EXTRAIT DE PAGE =
┌────────

R1 : aucune loi de x n’est violée dans y

R2 : toute loi de x est également loi de y

R3 : y a exactement les mêmes lois que x

Là encore le problème de l’inférence ne se pose pas, en revanche nous constatons que la loi est définie à partir de la nécessité et que la nécessité est définie à partir de la relation d’accessibilité (ou de possibilité relative). Le seul moyen d’éviter une circularité dans les définitions et de résoudre par là le problème de l’identification, est de « définir la relation d’accessibilité au moyen des caractéristiques des mondes eux-mêmes » (IV, 158). A ce moment, le concept de probabilité objective intervient pour montrer la contradiction. Van Fraassen prend l’exemple de la loi de désintégration d’une substance radioactive et souligne qu’ «  affirmer qu’un atome de radium a une probabilité de 50% de se désintégrer dans un intervalle de temps de 1600 ans ne revient pas à dire que quelque chose de spécifique doit se produire ni même se produira. » (I, 154).  Que représente dans ce cas la probabilité ? De quoi est-elle la mesure ? Pouvons nous suivre des auteurs tels que Mc Call, Vallentyne et Pargetter qui réifient l’idée de monde possible  en postulant que le monde actuel se divise à chaque instant en divers mondes possibles ? Ces débats ne sont pas sans rappeler ceux qui ont eu cours dans le contexte de la mécanique quantique, notamment avec l’exemple célèbre du chat de Schrödinger[9]. Certes, avec une telle affirmation on peut facilement construire le concept de probabilité objective : la probabilité objective p d’un évènement E  serait une mesure du  rapport du nombre de mondes où E se produit sur le nombre de mondes total. L’auteur répond par deux objections : (a) pour que la notion probabilité objective ait un sens, quantifier les divisions du monde présent en mondes possibles, et ce n’est possible que si l’on dispose d’une distance entre mondes possibles ; or nous ne disposons pas d’une telle distance (IV, 166). (b) le problème de l’inférence n’est pas résolu lorsque nous étudions les lois probabilistes, en effet comment vérifier dans ce cas que ‘C’est une loi que A implique que A’. Voyons ce problème plus en détail :

« Puisqu’on ne peut pas répondre à cette question sans répéter l’assertion elle-même, formulons plutôt de nouveau ce que nous avons besoin de savoir : comment et pourquoi nos croyances au sujet des probabilités objectives interviennent-elles dans la formation de la manière dont nous anticipons ce qui va arriver ? [...] La probabilité a deux faces. Dans son aspect subjectif, la probabilité est la structure de l’opinion [...] mais lorsque la physique d’aujourd’hui nous indique, par exemple, la probabilité de désintégration d’un atome de radon, [...]nous avons affaire à l’aspect objectif  la probabilité.[... La] connexion qui existe entre les deux genres de probabilité porte le nom de Principe de Miller :

La probabilité subjective que c’est le cas que A, sur la base de l’hypothèse que la probabilité objective de A est égale à x, est égale à x (IV, 169). »

└────────

VOTRE OBJECTIF = D'après l'extrait sur les lois et la probabilité objective, quel nom porte la connexion qui existe entre les deux genres de probabilité ? Les items présentés ensuite forment un matériau indépendant de l'extrait.

LIGNES =
┌────────

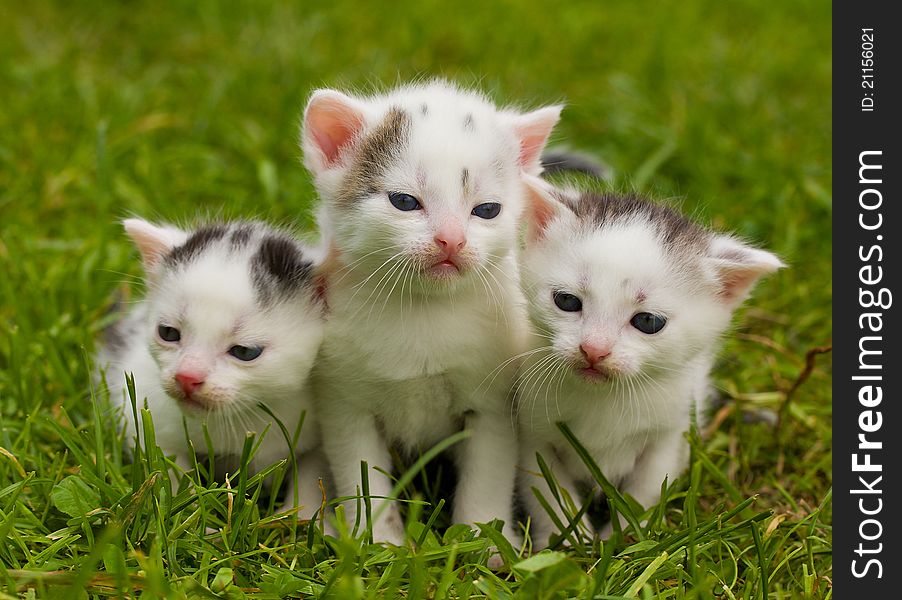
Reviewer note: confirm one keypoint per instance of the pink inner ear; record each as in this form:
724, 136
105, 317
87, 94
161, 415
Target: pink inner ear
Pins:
533, 130
332, 123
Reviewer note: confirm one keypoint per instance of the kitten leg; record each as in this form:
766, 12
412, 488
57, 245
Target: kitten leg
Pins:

└────────

RÉSULTAT ATTENDU = Le Principe de Miller.